__Listed entries__.
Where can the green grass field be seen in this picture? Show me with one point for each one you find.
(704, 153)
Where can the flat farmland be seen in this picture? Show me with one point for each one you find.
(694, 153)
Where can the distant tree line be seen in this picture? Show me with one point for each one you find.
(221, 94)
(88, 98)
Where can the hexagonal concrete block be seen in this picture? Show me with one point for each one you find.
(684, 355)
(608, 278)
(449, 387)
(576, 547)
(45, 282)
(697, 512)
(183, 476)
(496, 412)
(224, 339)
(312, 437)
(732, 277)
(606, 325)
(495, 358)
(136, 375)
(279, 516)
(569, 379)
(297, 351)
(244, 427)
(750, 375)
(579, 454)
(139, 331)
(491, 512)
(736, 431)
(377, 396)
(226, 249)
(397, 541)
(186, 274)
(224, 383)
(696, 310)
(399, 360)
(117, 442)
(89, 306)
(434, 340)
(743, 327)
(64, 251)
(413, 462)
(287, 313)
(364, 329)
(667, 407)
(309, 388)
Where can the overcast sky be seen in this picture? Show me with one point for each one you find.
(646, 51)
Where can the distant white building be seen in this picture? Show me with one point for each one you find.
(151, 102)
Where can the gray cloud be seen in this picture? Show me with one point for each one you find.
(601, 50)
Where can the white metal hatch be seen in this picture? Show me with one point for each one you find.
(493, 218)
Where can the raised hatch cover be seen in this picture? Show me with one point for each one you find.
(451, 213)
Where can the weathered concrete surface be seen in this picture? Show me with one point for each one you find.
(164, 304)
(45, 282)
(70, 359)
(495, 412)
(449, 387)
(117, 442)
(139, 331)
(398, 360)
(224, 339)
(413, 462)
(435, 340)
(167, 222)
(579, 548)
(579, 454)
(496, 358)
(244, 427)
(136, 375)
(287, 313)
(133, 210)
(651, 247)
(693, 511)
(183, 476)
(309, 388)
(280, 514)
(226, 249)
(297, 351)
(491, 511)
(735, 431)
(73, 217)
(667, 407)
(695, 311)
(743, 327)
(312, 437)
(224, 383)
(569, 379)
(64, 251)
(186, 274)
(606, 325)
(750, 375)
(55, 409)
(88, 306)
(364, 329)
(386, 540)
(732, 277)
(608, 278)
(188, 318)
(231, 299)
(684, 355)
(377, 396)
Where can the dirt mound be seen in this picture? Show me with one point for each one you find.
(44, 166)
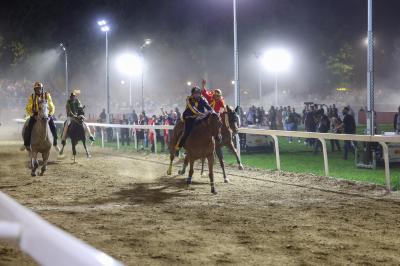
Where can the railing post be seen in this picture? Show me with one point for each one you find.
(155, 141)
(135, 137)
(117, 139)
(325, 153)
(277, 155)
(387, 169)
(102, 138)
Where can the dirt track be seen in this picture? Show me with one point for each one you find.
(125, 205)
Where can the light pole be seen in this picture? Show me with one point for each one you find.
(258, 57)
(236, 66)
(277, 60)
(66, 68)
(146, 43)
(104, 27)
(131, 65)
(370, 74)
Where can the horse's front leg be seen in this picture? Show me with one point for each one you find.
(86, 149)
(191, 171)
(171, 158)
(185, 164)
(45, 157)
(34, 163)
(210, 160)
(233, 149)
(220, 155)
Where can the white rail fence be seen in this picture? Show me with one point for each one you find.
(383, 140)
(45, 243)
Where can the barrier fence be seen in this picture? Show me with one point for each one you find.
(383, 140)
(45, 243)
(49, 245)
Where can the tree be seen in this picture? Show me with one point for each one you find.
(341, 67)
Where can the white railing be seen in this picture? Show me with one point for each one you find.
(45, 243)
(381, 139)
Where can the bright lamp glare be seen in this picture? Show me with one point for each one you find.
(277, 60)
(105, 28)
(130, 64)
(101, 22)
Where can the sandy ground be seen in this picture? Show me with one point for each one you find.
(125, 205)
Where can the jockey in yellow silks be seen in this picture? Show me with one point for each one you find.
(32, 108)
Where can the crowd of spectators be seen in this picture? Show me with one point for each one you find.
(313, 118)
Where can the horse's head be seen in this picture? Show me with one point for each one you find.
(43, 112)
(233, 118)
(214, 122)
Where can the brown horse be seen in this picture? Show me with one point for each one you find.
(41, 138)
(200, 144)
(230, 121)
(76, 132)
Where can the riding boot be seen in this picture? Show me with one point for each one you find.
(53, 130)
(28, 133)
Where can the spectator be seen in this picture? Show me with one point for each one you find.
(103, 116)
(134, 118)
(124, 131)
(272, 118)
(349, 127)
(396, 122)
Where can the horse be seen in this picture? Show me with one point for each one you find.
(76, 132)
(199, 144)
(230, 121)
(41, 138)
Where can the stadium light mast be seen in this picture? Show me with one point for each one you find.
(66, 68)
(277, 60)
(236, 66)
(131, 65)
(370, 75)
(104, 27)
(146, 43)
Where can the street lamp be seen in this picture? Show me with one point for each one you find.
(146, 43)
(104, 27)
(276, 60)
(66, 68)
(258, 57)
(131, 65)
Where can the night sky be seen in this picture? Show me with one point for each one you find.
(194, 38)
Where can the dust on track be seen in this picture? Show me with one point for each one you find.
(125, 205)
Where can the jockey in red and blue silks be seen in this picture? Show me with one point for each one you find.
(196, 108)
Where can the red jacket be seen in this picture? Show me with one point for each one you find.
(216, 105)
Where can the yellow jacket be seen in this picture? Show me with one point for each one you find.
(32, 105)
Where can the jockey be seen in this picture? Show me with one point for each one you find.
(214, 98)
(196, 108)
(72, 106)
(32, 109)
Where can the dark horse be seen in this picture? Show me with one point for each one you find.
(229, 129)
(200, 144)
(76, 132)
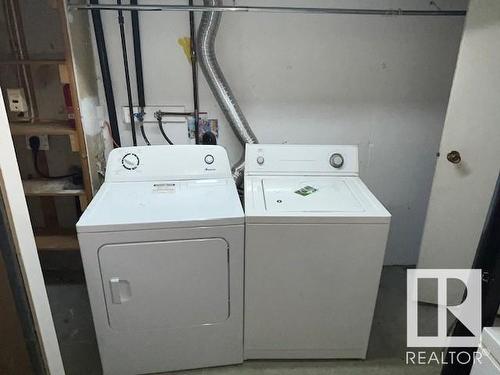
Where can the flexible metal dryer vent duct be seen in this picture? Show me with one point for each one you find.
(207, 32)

__What is asked__. Rewrite all of the data above as a numbered list, leaving out blank lines and omitting the pictures.

__Written response__.
1. Where can the green grass field be seen in this picture? Show me with one point for each one you find.
2. (704, 153)
3. Where can the flat farmland be seen in this picture? Show me with one point for each one you find.
4. (694, 153)
5. Where can the distant tree line be seen in this picture? Show me with one point for each one you find.
6. (221, 94)
7. (88, 98)
8. Where can the hexagonal concrete block be seen in this picture? Show me with one point for each one you find.
9. (684, 355)
10. (608, 278)
11. (449, 387)
12. (576, 547)
13. (45, 282)
14. (697, 512)
15. (183, 476)
16. (496, 412)
17. (224, 339)
18. (312, 437)
19. (732, 277)
20. (606, 325)
21. (495, 358)
22. (136, 375)
23. (279, 516)
24. (569, 379)
25. (297, 351)
26. (244, 427)
27. (750, 375)
28. (579, 454)
29. (139, 331)
30. (491, 512)
31. (736, 431)
32. (377, 396)
33. (226, 249)
34. (397, 541)
35. (186, 274)
36. (224, 383)
37. (696, 310)
38. (399, 360)
39. (117, 442)
40. (89, 306)
41. (434, 340)
42. (743, 327)
43. (64, 251)
44. (413, 462)
45. (287, 313)
46. (364, 329)
47. (667, 407)
48. (309, 388)
49. Where can the overcast sky be seen in this picture? Show me with one point for each one you find.
50. (646, 51)
51. Where can the distant white building be seen in this picture? Show me with one point for each one you find.
52. (151, 102)
53. Where can the gray cloud be seen in this picture? Show me with one point for each one you find.
54. (601, 50)
55. Where can the white metal hatch be seen in this picture? Show me with one point for each one you find.
56. (493, 218)
57. Where can the raised hatch cover be seen in this picture? Show me with one point for each one you find.
58. (451, 213)
59. Where can the weathered concrete surface be seen in this picture? Show me with one point for each one you find.
60. (164, 304)
61. (45, 282)
62. (70, 359)
63. (495, 412)
64. (449, 387)
65. (117, 442)
66. (139, 331)
67. (398, 360)
68. (224, 339)
69. (413, 462)
70. (435, 340)
71. (167, 222)
72. (579, 548)
73. (579, 454)
74. (496, 358)
75. (244, 427)
76. (136, 375)
77. (287, 313)
78. (133, 210)
79. (651, 247)
80. (693, 511)
81. (183, 476)
82. (309, 388)
83. (280, 514)
84. (226, 249)
85. (297, 351)
86. (491, 511)
87. (735, 431)
88. (73, 217)
89. (667, 407)
90. (695, 311)
91. (743, 327)
92. (312, 437)
93. (224, 383)
94. (569, 379)
95. (64, 251)
96. (186, 274)
97. (606, 325)
98. (750, 375)
99. (55, 409)
100. (88, 306)
101. (364, 329)
102. (386, 540)
103. (732, 277)
104. (608, 278)
105. (188, 318)
106. (231, 299)
107. (684, 355)
108. (377, 396)
109. Where can the dirt mound be seen in this picture? Show me with one point for each one you find.
110. (44, 166)
111. Where can the railing post be seen in this picture? Show me with one point for each one you find.
112. (155, 141)
113. (135, 137)
114. (117, 139)
115. (325, 153)
116. (277, 155)
117. (387, 169)
118. (102, 138)
119. Where can the dirt track be seen in this picture? Show me with one point for each one you find.
120. (125, 205)
121. Where can the light pole be seen in this picture? Show me with one point for each one you find.
122. (258, 57)
123. (236, 66)
124. (277, 60)
125. (66, 68)
126. (146, 43)
127. (104, 27)
128. (131, 65)
129. (370, 74)
130. Where can the horse's front leg be seen in this picture? Show me with one point for each one you find.
131. (86, 149)
132. (191, 171)
133. (171, 158)
134. (185, 164)
135. (45, 157)
136. (34, 163)
137. (210, 160)
138. (233, 149)
139. (220, 155)
140. Where can the white rail fence be seen in this picture? Show me with one point for each one you find.
141. (383, 140)
142. (45, 243)
143. Where can the barrier fence be seen in this picture? Show me with one point for each one you find.
144. (383, 140)
145. (45, 243)
146. (49, 245)
147. Where can the tree be seen in this picture? Show me with one point for each one you find.
148. (341, 67)
149. Where can the white railing be seen in this picture? Show me with one point for each one you find.
150. (45, 243)
151. (381, 139)
152. Where can the bright lamp glare be seen in this picture? Show me with one point for each one you find.
153. (277, 60)
154. (105, 28)
155. (130, 64)
156. (101, 22)
157. Where can the sandy ground be seen in this picture? Show me with one point for each one you find.
158. (125, 205)
159. Where can the jockey in yellow silks be seen in this picture? Show me with one point for each one you find.
160. (32, 108)
161. Where can the crowd of spectators be seen in this picture? Show me with one point for each one you find.
162. (313, 118)
163. Where can the horse's head be seen in this picture? Show me with one point for each one you find.
164. (43, 112)
165. (233, 118)
166. (214, 122)
167. Where can the brown horse be seen in this picture? Show me with one point for each one you find.
168. (41, 138)
169. (200, 144)
170. (230, 121)
171. (76, 132)
172. Where can the riding boot be seen in this picture? Show me with one point for each one you find.
173. (53, 130)
174. (28, 133)
175. Where can the spectator be seen in this picture? Show me with one point for each one you find.
176. (103, 116)
177. (134, 118)
178. (124, 131)
179. (272, 118)
180. (349, 127)
181. (396, 122)
182. Where can the horse be seen in this picture? Show me with one point for each one you find.
183. (76, 132)
184. (199, 144)
185. (230, 121)
186. (41, 138)
187. Where can the stadium light mast be seen in this picture? Show me with one point for each one you find.
188. (66, 68)
189. (277, 60)
190. (236, 66)
191. (131, 65)
192. (370, 75)
193. (104, 27)
194. (146, 43)
195. Where can the street lamp be seen in this picture? Show me with one point for each one you find.
196. (146, 43)
197. (104, 27)
198. (276, 60)
199. (66, 68)
200. (258, 57)
201. (131, 65)
202. Where can the night sky be seen in this picture? Show me with one point for each one you find.
203. (194, 38)
204. Where can the dust on track be seen in this picture? Show me with one point for each one you find.
205. (125, 205)
206. Where can the jockey in red and blue silks be seen in this picture? Show me with one point for each one you find.
207. (196, 108)
208. Where can the red jacket be seen in this picture? Show me with one point for each one you find.
209. (216, 105)
210. Where can the yellow jacket be seen in this picture? Show me with one point for each one you find.
211. (32, 105)
212. Where can the jockey be seen in this picture? Show me with one point for each one you find.
213. (214, 98)
214. (196, 108)
215. (72, 106)
216. (32, 109)
217. Where can the dark horse be seen in this picture? Show me with one point for each one you find.
218. (229, 129)
219. (200, 144)
220. (76, 132)
221. Where can the flexible metal dryer vent duct be seen in this picture? Show me with one point for each one you find.
222. (207, 32)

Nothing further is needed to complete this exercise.